* [EXERCISE GOAL]: Only the text of the records, copied exactly, is wanted; no pictures.

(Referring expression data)
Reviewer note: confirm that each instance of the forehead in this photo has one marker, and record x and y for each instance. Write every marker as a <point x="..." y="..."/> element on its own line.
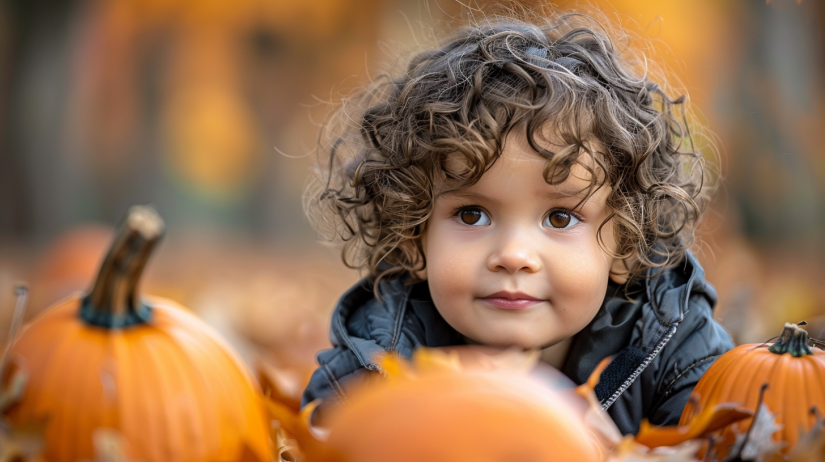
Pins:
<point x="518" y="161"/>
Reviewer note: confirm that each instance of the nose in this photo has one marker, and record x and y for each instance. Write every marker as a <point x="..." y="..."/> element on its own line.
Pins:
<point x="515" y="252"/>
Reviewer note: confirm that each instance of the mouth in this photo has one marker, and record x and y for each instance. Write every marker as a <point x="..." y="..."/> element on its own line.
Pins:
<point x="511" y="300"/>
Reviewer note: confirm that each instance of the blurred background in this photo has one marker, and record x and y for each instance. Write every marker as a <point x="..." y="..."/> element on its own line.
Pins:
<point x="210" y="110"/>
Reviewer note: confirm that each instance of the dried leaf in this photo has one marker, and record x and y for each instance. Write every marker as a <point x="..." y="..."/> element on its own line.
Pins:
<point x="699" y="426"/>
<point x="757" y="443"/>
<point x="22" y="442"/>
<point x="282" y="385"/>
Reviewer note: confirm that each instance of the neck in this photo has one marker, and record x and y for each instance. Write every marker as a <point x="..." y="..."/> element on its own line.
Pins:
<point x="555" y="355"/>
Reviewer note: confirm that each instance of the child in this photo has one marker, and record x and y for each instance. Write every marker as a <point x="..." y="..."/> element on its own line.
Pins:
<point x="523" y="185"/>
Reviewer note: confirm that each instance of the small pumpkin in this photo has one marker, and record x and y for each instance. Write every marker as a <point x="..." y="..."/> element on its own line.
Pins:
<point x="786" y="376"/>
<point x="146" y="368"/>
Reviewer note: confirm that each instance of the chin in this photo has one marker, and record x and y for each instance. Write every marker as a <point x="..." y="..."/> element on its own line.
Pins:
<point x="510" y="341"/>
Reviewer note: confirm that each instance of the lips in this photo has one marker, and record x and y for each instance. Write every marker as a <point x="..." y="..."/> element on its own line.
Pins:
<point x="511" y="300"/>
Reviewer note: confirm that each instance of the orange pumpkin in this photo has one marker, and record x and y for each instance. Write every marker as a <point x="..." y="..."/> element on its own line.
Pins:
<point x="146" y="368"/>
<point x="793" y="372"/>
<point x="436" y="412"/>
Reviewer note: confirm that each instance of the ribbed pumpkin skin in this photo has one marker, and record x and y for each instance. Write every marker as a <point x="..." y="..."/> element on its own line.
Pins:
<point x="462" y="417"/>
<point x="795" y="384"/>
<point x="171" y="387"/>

* [RESULT FOR THIS TASK]:
Reviewer note: confirm that each instance of the forehead in this photo has one marker, and record x and y for each instance. Write every marker as a <point x="..." y="..."/> element on its own line.
Pins:
<point x="518" y="161"/>
Reviewer note: confirm that each instance of the nose in this photo has one marker, and record x and y for each instance. Write every marker as a <point x="..." y="..."/> element on its own line.
Pins:
<point x="515" y="252"/>
Reviewer note: confirm that each instance of the mouth in this photo has one marker, and record x and y for each instance. Write every marker as a <point x="..." y="..."/> element on its own line.
Pins:
<point x="511" y="300"/>
Reviewer note: confirm that each instance of the blurred background in this photo has one marker, and record x and y for each instance. Write every marker as a <point x="..." y="..."/> element on its own line.
Pins:
<point x="210" y="110"/>
Reviewer note: confirm that each instance of the dried leaf in this photo has one marker, and record x and y for each instance. Write every marker as a <point x="..." y="..."/> element on its own line.
Pins:
<point x="699" y="426"/>
<point x="757" y="443"/>
<point x="22" y="442"/>
<point x="282" y="385"/>
Reviewer note: confirm that each instance of the neck in this photo has one marker, and record x and y for each instance. Write every marker as a <point x="..." y="..."/> element on its own line.
Pins:
<point x="555" y="355"/>
Reviewer note: confirm that each instance of the child in this photo has one marker, and record x and y for each instance. Write every marker as a <point x="..." y="..."/> element on its own line.
Pins:
<point x="523" y="185"/>
Reviewer note: confirm that each instance of the small pumpkin in this photo has one marker, and record x and y for each instance. Write every marker as a <point x="..." y="..."/> element on its own line.
Pins:
<point x="786" y="376"/>
<point x="146" y="368"/>
Reviewer note: confirm that each instance of the chin in this photo has one marker, and record x and y for each instance. Write every marker as a <point x="..." y="..."/> element on its own line.
Pins:
<point x="510" y="341"/>
Reviewer note: confirm that each instance of the lips in this photo has one marker, and record x and y for each instance. Write every marker as a <point x="..." y="..."/> element on its own line.
Pins:
<point x="511" y="300"/>
Reviewer note: confirm that each instance of the orange pumpkin in this photo has one marker, and record x and y for each instance. Write every marker as a <point x="..." y="..."/> element on its own line.
Pins:
<point x="146" y="368"/>
<point x="793" y="372"/>
<point x="436" y="412"/>
Reviewer note: confirm that each instance of the ribbed pumpkin skin in this photo has one marker, and record x and y for each instance. Write every marker as a <point x="..." y="..."/> element on its own line.
Pins:
<point x="462" y="417"/>
<point x="795" y="384"/>
<point x="171" y="387"/>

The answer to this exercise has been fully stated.